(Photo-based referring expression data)
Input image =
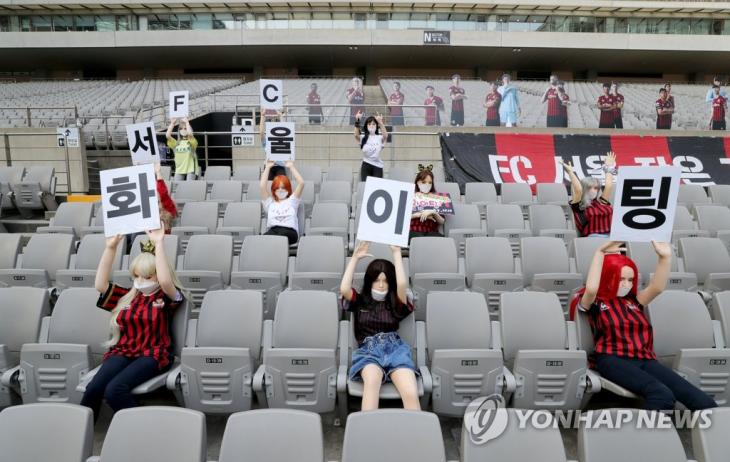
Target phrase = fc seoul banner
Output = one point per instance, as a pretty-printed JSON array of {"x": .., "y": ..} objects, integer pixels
[{"x": 534, "y": 158}]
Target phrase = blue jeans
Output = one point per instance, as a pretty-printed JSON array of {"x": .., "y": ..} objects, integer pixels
[
  {"x": 116, "y": 379},
  {"x": 658, "y": 385},
  {"x": 386, "y": 350}
]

■ Exercise requirements: Every record above must be given again exactly; drop the pictures.

■ Output of the exercise:
Input image =
Target phrase = fc seoul banner
Output = one point per instance, as a pretty-printed JSON array of {"x": .., "y": ..} objects, integer pixels
[{"x": 534, "y": 158}]
Target phrase = blue jeans
Output = one point per instance, as a pretty-printed JSON array of {"x": .., "y": ..} objects, integer pixels
[
  {"x": 116, "y": 379},
  {"x": 658, "y": 385},
  {"x": 386, "y": 350}
]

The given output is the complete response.